GOAL.
Starting at the first row and continuing through the line that contains "0 50 100 75", rewrite those lines with "dirt ground" changed to "sandy ground" and everything else left as it is.

** BEGIN PROVIDED RECORDS **

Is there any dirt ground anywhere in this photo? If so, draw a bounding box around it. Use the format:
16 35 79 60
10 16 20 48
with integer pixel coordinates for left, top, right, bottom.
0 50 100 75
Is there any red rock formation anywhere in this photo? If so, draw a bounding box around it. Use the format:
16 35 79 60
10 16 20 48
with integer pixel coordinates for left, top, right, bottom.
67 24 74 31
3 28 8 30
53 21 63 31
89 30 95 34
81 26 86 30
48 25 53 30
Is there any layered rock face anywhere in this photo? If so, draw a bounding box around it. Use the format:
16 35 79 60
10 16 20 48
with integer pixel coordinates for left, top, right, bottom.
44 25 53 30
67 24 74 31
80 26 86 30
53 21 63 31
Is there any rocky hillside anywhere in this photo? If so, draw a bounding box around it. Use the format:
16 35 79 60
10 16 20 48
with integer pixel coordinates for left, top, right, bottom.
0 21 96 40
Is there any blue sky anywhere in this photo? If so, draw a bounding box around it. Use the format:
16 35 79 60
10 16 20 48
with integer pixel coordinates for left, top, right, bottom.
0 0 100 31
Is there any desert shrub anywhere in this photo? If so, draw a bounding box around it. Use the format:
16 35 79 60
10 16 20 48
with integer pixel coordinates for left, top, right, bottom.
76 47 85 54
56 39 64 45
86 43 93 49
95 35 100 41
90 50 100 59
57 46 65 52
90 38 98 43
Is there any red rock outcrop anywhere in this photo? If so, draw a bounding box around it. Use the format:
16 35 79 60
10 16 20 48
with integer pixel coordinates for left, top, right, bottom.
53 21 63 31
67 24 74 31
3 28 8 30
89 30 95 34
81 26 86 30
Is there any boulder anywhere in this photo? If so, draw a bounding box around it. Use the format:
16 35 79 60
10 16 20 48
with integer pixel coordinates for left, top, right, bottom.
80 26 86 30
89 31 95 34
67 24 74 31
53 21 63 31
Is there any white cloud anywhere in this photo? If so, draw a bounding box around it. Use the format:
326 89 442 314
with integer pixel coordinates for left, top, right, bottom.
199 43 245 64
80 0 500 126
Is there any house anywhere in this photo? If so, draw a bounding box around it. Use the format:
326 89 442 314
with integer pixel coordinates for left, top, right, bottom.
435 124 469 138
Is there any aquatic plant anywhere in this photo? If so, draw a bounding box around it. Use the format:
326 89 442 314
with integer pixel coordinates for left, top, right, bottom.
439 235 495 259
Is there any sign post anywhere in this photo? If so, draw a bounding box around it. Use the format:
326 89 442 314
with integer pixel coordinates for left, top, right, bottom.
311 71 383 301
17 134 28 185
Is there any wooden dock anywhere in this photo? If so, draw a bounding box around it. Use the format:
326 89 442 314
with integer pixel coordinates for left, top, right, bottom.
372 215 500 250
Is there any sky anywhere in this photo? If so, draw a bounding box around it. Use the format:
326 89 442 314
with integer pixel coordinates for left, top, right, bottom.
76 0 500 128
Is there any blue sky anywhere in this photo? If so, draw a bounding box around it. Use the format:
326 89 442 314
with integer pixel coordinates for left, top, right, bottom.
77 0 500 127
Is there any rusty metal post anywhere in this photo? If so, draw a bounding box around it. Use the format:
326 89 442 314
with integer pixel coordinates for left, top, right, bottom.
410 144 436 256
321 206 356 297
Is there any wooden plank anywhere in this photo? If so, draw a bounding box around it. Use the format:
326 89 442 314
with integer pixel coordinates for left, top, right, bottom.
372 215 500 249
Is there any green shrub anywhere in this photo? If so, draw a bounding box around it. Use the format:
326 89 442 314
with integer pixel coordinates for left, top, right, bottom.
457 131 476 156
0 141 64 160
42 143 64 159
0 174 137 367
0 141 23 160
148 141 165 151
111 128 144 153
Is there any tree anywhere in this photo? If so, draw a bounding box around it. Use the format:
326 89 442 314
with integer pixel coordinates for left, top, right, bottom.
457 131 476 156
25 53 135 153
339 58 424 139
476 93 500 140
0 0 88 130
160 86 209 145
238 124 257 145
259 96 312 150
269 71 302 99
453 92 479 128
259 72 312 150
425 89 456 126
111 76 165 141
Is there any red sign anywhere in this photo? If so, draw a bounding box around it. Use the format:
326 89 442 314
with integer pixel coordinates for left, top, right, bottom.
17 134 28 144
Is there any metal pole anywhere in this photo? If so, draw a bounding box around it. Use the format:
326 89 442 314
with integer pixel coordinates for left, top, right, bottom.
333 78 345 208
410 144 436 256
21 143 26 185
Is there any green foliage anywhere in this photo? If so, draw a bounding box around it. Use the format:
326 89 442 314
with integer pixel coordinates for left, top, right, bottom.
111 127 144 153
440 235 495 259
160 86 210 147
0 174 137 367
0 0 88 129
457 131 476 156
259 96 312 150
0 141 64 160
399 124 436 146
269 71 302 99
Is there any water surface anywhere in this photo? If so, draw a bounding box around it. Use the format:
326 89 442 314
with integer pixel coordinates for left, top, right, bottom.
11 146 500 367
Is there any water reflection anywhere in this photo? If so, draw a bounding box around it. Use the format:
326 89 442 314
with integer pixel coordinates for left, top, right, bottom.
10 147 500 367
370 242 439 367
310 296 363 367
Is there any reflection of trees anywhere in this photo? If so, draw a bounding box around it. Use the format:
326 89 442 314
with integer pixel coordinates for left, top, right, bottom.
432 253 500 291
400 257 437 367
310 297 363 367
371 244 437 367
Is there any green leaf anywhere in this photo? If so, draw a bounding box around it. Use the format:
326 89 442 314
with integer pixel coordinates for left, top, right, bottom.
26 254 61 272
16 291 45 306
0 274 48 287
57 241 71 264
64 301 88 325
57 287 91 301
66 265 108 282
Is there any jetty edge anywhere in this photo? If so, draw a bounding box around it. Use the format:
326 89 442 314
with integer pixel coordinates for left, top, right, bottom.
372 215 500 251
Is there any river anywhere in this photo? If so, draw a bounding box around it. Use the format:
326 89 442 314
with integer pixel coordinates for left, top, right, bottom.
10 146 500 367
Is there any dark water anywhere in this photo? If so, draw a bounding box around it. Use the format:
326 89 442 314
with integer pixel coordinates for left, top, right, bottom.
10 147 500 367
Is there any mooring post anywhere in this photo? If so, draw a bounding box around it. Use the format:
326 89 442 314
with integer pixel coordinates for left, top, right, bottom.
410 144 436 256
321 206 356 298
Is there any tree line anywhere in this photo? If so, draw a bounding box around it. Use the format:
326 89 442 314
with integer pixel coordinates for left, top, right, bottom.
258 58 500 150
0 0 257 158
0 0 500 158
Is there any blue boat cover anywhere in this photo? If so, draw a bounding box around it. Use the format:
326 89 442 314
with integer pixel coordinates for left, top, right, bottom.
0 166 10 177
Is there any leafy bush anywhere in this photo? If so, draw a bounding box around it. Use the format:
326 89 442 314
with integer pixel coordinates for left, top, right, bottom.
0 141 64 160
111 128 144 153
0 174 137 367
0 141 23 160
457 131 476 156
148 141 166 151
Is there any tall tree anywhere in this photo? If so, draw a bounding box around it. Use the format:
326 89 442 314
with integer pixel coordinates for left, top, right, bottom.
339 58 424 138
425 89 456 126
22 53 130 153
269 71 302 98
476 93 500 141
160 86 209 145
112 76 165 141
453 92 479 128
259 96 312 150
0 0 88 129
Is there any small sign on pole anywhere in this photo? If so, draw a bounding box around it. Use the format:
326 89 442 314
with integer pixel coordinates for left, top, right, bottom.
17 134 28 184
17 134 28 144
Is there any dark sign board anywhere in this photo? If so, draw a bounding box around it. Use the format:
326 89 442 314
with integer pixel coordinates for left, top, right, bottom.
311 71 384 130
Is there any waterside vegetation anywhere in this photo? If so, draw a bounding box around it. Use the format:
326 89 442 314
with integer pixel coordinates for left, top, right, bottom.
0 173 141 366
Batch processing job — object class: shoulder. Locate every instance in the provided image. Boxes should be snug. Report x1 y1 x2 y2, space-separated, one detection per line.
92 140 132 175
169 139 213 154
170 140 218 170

** END PROVIDED RECORDS **

TASK SOLUTION.
Is there any sandy ground anywhere in this photo? If so, draw a bounding box around it. Use the format:
16 35 79 60
10 16 20 48
with integer pixel coordinates for left, top, right, bottom.
0 50 100 75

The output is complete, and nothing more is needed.